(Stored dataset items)
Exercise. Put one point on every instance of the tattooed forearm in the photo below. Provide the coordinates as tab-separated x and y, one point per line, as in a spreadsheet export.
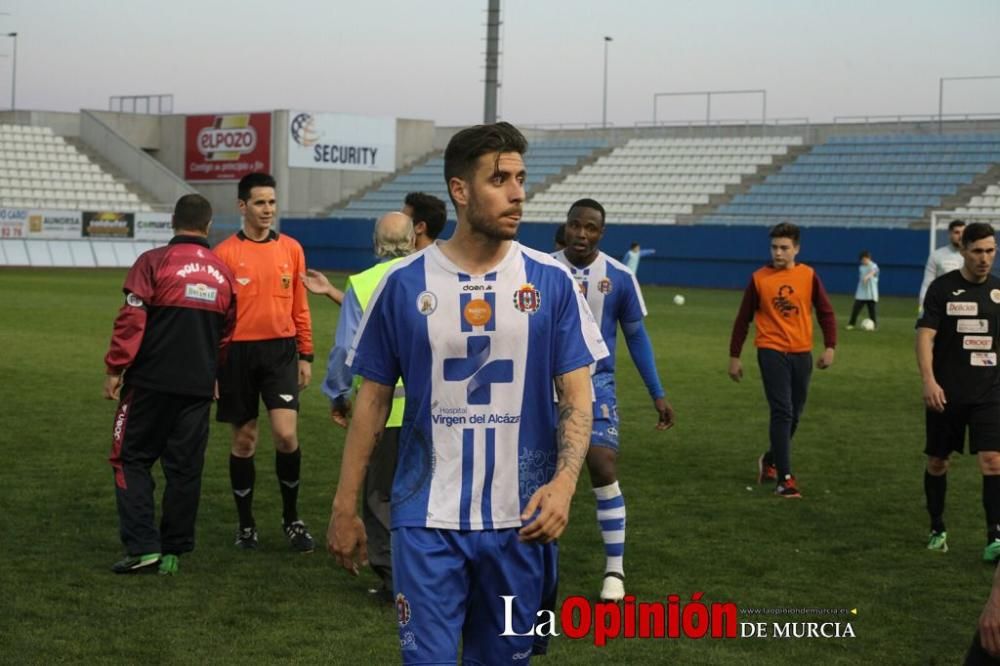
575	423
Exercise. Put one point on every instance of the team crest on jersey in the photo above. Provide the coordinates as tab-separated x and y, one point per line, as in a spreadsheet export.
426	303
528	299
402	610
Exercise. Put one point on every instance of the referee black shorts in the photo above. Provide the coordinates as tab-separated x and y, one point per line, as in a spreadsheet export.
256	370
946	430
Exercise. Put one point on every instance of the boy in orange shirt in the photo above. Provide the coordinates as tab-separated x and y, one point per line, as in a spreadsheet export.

* * *

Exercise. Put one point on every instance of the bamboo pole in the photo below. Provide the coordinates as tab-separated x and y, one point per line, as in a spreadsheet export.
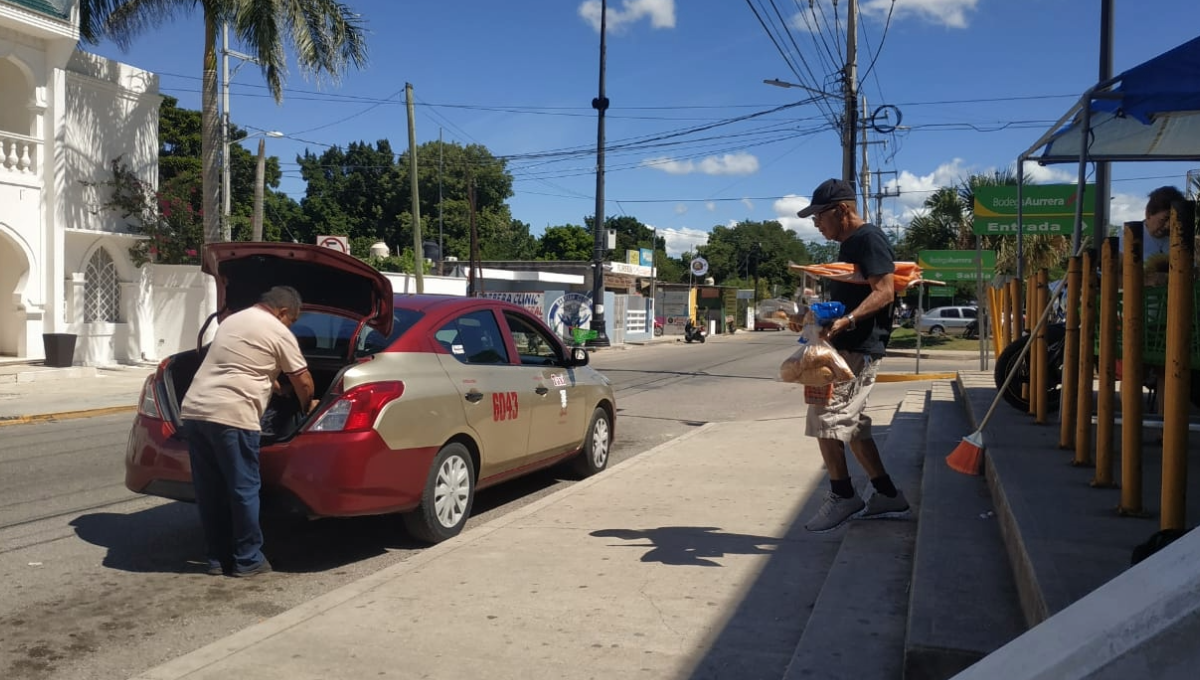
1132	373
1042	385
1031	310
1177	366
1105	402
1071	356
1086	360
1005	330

### Aim of the exercise
Reproduce verbatim the lines between the one containing "Exercise. Put one point on every instance of the tattooed" and the one containing "Exercise. Put one point on every instance of the boy", both included. Omit the pictures from your output.

### Worked solution
Exercise. Put one point on every instance of the tattooed forearm in the photo below. Provide the coordinates as tab-separated x and y, one point per line, as in a spreadsheet export.
575	423
Exercise. Put one point on every instance of the team crest on jersey in the photo above. Provide the coordinates as tab-separated x and y, one point per line, as in a spreadsheet export.
426	303
528	299
402	610
Exercise. Put one point on every instance of the referee black shorts in the photo above. Provide the coordinates as tab-separated x and y, one point per line, as in a spreadsheet export.
256	370
946	430
Exercise. Put one point on every instance of the boy in orange shirt in the photo above. Provide the coordinates as tab-separated x and y, one point per line, as in a spreadsheet export.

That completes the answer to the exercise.